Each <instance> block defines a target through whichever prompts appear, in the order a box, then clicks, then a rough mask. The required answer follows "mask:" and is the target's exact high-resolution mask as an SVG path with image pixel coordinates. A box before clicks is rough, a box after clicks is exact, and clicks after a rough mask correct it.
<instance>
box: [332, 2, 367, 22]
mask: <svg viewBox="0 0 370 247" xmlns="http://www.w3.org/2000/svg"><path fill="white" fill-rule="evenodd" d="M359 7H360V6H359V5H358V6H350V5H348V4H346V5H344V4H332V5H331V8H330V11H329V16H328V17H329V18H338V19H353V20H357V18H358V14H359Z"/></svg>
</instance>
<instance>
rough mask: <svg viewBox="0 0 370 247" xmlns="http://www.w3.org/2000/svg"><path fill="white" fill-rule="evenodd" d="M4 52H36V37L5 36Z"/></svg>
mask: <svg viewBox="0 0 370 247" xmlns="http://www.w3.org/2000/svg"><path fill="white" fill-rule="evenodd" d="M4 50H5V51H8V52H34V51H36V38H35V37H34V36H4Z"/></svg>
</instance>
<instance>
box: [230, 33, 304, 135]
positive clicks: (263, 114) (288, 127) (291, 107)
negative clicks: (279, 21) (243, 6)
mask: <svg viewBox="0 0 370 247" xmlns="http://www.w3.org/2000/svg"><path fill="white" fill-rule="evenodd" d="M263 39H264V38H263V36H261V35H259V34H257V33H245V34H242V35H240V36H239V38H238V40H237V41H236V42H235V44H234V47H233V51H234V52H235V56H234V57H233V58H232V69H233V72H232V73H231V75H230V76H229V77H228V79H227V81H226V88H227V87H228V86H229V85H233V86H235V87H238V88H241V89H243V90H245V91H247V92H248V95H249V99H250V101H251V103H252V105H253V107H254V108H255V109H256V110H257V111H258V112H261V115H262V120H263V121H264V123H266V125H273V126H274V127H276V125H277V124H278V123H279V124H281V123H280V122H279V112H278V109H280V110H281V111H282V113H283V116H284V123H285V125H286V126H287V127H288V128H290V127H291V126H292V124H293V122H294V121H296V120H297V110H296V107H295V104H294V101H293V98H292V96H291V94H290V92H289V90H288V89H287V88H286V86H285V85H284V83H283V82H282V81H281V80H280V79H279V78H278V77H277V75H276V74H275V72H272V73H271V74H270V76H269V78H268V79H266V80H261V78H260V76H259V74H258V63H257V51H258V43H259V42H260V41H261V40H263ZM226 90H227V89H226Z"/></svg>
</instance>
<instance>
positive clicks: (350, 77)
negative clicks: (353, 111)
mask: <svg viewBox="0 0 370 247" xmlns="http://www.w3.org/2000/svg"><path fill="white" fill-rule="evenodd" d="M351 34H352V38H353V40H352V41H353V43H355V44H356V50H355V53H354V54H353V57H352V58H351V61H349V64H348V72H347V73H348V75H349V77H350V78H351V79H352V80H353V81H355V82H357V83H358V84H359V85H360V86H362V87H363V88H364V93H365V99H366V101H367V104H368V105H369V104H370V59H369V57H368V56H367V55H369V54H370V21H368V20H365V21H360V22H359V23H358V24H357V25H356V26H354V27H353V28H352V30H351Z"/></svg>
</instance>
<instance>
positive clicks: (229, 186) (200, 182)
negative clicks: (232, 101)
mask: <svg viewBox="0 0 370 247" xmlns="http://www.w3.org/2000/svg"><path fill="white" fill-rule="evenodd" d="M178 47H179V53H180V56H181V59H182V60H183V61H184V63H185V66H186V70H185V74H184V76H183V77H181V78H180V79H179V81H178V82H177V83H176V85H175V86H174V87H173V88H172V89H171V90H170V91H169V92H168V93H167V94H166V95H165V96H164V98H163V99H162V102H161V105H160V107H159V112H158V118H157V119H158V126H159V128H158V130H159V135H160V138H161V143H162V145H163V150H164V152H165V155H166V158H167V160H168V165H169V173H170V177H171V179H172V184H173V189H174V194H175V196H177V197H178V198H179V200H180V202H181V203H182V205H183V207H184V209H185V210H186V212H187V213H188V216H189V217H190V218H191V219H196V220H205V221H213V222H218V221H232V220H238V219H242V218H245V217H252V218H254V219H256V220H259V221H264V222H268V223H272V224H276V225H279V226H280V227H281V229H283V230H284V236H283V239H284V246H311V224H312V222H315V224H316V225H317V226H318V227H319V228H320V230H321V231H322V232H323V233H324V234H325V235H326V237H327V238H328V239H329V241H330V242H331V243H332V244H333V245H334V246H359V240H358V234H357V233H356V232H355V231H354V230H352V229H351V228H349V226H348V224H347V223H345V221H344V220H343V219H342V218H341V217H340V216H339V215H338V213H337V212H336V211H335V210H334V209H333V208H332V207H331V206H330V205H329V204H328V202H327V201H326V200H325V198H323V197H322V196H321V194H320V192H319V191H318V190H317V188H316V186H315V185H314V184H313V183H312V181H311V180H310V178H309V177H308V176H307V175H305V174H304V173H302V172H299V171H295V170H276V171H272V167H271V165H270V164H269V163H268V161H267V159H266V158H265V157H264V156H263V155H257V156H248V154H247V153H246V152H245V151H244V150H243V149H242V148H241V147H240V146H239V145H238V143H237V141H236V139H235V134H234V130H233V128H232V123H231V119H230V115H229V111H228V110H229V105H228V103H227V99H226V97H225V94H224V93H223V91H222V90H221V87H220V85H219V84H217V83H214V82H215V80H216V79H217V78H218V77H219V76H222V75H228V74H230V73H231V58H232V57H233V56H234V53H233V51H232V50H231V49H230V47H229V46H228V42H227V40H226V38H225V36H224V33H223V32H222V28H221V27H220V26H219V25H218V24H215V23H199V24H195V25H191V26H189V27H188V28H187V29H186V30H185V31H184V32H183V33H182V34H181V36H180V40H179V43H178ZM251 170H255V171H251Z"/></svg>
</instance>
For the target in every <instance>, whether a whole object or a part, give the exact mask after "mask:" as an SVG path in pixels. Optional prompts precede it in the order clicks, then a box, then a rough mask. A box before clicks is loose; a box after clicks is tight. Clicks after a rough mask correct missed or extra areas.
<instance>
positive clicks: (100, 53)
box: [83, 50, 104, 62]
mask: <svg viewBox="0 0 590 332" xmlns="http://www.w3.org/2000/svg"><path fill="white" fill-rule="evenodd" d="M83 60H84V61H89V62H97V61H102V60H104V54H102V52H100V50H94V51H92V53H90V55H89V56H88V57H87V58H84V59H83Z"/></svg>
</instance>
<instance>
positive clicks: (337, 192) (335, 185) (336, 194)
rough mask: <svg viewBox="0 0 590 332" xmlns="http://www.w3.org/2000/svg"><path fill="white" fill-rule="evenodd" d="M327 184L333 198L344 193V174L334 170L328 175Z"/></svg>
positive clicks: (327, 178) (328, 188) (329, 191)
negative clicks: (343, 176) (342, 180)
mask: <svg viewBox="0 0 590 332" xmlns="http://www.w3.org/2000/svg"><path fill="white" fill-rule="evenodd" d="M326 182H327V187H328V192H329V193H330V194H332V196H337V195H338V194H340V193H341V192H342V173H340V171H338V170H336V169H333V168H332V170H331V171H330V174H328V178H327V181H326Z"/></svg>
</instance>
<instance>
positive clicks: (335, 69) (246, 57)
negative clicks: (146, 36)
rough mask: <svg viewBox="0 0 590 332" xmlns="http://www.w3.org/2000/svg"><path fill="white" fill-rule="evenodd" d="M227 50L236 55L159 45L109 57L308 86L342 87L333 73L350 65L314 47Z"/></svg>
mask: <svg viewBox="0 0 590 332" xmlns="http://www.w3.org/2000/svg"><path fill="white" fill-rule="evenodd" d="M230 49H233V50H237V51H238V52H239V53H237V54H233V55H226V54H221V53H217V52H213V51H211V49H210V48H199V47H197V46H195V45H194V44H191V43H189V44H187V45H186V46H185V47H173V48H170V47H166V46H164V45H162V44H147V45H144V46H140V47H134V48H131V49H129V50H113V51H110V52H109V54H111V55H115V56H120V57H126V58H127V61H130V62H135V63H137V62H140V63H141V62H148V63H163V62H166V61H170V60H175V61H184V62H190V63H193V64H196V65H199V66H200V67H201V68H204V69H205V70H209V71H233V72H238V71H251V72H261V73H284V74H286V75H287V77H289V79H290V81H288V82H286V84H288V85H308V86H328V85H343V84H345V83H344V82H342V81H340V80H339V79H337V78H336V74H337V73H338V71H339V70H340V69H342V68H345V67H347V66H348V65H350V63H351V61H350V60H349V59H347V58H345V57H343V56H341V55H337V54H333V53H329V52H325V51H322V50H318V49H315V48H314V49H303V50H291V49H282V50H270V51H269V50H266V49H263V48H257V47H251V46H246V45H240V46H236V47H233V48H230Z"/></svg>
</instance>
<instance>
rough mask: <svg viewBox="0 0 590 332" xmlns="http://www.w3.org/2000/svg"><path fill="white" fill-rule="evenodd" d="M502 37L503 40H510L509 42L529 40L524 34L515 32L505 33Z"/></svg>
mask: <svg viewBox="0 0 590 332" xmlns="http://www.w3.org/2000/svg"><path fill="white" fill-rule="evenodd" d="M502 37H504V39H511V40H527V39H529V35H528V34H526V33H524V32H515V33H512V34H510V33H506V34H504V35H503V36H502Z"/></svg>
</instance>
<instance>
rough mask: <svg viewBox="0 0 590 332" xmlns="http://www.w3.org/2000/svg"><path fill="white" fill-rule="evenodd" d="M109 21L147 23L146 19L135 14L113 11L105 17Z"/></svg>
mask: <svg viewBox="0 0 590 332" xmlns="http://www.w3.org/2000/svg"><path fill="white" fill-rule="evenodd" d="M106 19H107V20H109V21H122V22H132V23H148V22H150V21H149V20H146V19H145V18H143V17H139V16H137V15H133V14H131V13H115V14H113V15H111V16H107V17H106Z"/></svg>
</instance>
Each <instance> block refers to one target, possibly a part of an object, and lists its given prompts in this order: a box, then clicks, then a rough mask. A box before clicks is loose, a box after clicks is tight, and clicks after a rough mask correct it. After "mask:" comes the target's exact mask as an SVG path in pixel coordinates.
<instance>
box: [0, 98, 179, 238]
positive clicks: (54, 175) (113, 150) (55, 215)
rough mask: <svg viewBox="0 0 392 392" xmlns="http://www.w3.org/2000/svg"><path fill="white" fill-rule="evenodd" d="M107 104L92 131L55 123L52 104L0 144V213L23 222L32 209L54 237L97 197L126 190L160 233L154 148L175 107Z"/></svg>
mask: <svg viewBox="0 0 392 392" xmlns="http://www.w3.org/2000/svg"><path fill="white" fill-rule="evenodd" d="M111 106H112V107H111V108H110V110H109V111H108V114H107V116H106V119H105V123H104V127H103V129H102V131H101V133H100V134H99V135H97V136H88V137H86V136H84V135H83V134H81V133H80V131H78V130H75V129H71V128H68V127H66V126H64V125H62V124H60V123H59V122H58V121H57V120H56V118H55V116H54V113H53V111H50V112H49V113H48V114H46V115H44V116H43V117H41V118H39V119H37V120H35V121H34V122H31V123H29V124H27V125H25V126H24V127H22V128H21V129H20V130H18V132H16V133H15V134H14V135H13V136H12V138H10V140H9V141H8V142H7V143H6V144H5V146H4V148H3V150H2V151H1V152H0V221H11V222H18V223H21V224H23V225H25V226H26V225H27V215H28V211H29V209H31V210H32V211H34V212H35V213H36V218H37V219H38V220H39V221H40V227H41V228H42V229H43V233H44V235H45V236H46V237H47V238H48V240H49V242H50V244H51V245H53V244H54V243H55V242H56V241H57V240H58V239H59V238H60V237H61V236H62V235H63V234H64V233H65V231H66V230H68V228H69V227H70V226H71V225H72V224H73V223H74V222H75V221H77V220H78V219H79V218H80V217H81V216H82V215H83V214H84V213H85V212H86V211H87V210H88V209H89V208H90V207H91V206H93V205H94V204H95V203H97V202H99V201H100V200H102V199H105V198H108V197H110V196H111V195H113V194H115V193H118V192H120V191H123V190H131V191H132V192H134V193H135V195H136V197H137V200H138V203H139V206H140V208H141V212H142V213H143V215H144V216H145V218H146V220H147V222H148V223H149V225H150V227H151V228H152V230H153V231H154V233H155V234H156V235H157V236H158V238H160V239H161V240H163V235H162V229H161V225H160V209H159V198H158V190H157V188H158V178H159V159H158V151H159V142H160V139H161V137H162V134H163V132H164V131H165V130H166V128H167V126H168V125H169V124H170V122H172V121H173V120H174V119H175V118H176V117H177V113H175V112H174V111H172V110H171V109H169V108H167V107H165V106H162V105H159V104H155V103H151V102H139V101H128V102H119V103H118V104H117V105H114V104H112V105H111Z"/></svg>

## Assigned task
Only the lines above from the one with "positive clicks: (350, 77)" up to and including the one with "positive clicks: (229, 186) (200, 182)" should be repeated, exactly as written.

## Answer space
positive clicks: (350, 77)
negative clicks: (353, 111)
mask: <svg viewBox="0 0 370 247" xmlns="http://www.w3.org/2000/svg"><path fill="white" fill-rule="evenodd" d="M351 34H352V38H353V40H352V41H353V43H355V44H356V50H355V53H354V54H353V57H352V58H351V61H349V64H348V72H347V73H348V75H349V77H350V78H351V79H352V80H353V81H355V82H357V83H358V84H359V85H360V86H362V87H363V88H364V93H365V99H366V101H367V104H368V105H369V104H370V59H369V57H368V56H367V55H369V54H370V21H368V20H365V21H360V22H359V23H358V24H357V25H356V26H354V27H353V28H352V30H351Z"/></svg>
</instance>
<instance>
positive clicks: (229, 186) (200, 182)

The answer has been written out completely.